— Start Source text —
Ore Monogatari is the love story that puts most other shoujo to shame. Takeo is a hilarious and upstanding leading man for the ages, but really Suna is perfection. It’s the series that will leave you feeling warm and happy after each episode, with a story devoid of unnecessary angst, full of couple growth, and rife with characters that actually talk to one another.

Parasyte: The Maxim is one of several Madhouse offerings on this list, and this adaptation updates the artstyle to match the thematic complexities presented in the original manga. While Migi’s consternation (perhaps that isn’t the right word, he doesn’t feel) at Shinichi’s human fallibilities is always interesting and entertaining, Tamura Reiko presents the physical embodiment of Parasyte’s dilemma and elevates the series considerably. If nothing else, watch for her.
— End Source text —
— Start Provided information —
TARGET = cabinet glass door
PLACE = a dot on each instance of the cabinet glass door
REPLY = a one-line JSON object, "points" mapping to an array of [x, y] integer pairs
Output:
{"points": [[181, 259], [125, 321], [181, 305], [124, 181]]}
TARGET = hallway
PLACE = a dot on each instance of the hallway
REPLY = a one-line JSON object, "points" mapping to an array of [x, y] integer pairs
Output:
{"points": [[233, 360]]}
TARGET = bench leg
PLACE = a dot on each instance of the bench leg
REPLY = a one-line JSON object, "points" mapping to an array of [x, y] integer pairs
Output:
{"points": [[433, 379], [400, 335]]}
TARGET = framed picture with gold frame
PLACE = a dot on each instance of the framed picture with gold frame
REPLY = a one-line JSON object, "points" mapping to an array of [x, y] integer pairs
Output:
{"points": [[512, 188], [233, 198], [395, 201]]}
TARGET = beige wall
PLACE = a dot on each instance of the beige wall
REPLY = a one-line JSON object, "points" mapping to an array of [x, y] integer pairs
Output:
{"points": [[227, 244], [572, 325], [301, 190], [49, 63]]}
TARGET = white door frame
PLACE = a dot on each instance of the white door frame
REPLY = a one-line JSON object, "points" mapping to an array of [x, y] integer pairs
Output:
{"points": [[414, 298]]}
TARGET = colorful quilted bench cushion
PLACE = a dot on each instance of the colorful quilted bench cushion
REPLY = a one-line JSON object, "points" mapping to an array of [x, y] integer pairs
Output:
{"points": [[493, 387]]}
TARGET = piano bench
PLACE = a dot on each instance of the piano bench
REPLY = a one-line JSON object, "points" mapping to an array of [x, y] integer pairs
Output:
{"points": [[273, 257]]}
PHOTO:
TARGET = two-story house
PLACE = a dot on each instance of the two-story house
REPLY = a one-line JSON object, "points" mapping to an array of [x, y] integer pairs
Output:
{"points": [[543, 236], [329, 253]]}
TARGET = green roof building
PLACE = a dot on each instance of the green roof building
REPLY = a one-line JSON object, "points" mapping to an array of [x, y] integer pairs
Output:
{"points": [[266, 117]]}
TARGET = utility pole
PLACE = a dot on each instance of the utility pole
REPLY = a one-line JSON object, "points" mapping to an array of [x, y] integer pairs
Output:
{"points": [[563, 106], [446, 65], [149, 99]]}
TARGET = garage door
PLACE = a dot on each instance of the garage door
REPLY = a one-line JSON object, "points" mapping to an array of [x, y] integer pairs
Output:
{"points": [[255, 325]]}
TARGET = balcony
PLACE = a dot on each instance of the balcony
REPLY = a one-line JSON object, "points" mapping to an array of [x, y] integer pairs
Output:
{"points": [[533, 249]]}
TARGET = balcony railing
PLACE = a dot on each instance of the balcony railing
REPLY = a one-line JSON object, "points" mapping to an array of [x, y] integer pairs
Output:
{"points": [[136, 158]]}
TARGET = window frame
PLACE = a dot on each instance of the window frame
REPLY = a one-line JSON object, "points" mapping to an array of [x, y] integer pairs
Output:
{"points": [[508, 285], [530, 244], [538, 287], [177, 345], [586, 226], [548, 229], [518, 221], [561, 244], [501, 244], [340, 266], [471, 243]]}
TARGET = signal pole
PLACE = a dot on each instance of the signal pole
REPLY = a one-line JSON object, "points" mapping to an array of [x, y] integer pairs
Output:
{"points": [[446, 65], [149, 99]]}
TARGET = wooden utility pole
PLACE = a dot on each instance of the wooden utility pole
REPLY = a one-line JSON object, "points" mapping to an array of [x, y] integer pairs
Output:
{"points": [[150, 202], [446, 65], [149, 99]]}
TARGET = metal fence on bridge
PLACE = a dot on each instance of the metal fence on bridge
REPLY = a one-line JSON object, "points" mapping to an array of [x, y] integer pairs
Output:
— End Provided information —
**Instruction:** Can you write the next part of the anime reviews, picking up right after the paragraph on Parasyte: The Maxim? The lines are separate material and unrelated to the anime reviews.

**Written answer:**
Shirobako was probably my all-around favourite anime of the year and one of the most satisfying I have seen. For a series devoted to expounding every facet of the anime creation process in meticulous detail, the series has some of the most compelling characters written, charting the trials and tribulations of our protagonists in an engrossing and emotionally involving manner. Aside from the genuinely hilarious dialogue, no character is left without an arc, and you will find yourself cheering when members of the extensive supporting cast appear (except Tarou). May this be the series P.A. Works breaks their format with and gives a second season to.

Subete ga F ni Naru: The Perfect Insider is a series I enjoyed mostly because of the speculation it engendered. It is a well-crafted mystery, and the clues are delivered from the beginning. It is a series that elevates one’s sense of Holmesian prowess. The hours-long post episode dissections were just as fun as the episodes and OP, so grab a friend, and begin sleuthing.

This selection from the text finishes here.